→ **Job**: Report each line of the items below that contains the word "tree", copying every such line in full.
— START OF Dataset rows —
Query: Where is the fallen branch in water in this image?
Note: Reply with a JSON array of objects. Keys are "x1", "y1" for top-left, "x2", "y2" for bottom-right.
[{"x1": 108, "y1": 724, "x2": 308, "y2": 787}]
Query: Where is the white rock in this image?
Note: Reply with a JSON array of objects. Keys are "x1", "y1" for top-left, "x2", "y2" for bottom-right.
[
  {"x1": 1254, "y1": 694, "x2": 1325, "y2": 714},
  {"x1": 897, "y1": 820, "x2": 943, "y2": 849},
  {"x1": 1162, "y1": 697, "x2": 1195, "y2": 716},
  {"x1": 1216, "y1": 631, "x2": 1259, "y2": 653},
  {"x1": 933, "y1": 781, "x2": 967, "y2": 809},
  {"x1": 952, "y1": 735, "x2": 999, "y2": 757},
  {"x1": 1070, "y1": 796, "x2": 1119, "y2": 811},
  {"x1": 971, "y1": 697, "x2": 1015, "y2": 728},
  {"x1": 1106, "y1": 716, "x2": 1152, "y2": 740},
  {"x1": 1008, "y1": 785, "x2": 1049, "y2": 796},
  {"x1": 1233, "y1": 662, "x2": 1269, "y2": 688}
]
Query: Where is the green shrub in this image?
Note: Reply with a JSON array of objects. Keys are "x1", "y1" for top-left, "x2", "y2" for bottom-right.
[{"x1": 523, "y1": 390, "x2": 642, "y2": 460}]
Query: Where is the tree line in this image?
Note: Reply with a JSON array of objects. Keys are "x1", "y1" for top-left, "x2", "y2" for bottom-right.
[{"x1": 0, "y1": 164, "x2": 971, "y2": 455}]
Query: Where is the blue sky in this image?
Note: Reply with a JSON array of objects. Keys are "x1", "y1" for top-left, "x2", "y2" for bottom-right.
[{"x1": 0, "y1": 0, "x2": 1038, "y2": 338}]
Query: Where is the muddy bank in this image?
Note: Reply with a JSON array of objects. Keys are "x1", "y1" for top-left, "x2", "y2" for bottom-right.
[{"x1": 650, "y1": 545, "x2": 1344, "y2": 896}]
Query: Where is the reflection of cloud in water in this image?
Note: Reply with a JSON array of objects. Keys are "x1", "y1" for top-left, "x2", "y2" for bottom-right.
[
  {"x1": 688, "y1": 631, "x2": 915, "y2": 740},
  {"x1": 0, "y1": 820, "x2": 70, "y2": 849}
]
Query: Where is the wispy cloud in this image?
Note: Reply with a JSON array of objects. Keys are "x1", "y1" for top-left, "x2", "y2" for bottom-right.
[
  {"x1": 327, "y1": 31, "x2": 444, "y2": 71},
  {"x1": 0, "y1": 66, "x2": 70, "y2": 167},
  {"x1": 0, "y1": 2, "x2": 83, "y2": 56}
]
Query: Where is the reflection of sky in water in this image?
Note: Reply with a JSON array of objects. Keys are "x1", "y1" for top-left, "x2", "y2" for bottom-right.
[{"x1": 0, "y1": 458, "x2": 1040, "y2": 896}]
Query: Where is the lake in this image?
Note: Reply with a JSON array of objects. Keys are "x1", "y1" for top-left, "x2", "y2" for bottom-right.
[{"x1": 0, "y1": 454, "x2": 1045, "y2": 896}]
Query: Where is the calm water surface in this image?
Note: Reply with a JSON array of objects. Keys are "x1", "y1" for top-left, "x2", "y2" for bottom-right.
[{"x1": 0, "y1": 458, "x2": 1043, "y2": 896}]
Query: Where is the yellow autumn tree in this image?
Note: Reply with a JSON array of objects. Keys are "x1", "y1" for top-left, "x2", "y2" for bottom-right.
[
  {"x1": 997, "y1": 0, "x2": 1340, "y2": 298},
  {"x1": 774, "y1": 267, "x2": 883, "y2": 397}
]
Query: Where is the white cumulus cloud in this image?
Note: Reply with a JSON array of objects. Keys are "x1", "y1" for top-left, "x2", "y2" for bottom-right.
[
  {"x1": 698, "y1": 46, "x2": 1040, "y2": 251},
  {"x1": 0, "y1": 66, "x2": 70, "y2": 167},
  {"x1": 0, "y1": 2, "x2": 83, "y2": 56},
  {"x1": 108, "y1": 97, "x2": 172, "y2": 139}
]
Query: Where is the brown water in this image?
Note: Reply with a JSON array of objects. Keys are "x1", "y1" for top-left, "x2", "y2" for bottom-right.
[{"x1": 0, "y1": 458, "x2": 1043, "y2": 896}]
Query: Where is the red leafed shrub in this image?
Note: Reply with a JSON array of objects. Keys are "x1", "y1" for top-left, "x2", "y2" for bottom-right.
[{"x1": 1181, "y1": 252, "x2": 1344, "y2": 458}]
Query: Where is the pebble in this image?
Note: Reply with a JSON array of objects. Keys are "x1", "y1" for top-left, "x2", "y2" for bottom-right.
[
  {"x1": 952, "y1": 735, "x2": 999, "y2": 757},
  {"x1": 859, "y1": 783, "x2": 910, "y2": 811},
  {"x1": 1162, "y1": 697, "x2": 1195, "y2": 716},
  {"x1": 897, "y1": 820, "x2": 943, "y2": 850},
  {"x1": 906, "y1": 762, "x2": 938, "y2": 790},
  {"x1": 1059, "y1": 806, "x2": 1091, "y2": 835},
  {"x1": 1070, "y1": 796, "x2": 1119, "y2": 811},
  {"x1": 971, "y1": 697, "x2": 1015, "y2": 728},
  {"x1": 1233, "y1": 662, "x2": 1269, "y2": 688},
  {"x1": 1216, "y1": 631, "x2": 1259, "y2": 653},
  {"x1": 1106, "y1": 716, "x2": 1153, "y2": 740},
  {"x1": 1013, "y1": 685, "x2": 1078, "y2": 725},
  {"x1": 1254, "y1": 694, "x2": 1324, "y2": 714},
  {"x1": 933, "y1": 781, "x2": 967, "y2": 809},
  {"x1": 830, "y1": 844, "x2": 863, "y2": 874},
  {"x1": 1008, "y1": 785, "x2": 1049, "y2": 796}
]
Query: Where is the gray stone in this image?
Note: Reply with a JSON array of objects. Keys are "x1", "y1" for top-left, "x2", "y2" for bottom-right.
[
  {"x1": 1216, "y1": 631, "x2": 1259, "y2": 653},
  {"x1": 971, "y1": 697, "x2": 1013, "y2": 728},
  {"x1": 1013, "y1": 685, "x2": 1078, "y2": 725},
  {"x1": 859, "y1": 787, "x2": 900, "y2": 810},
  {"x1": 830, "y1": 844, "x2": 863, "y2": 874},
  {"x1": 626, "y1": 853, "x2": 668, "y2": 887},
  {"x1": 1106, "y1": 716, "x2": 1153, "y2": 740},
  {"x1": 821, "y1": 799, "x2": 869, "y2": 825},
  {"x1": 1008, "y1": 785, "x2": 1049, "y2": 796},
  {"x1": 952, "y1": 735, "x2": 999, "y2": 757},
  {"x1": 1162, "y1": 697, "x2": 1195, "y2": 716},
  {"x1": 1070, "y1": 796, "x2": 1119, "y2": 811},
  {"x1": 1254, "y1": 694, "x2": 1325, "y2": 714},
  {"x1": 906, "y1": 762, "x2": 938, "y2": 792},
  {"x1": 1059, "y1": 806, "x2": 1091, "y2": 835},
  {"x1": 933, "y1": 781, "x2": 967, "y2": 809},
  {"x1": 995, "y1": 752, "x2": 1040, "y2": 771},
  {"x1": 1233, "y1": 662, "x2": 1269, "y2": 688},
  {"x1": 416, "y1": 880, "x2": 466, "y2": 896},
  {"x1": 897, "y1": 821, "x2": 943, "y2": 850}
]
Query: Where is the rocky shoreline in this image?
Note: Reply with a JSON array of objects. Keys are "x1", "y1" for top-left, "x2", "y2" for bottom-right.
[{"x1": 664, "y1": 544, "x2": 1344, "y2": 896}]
— END OF Dataset rows —
→ **Answer to this problem**:
Query: Where is the tree line in this image?
Query: Where is the yellow autumn tree in this image?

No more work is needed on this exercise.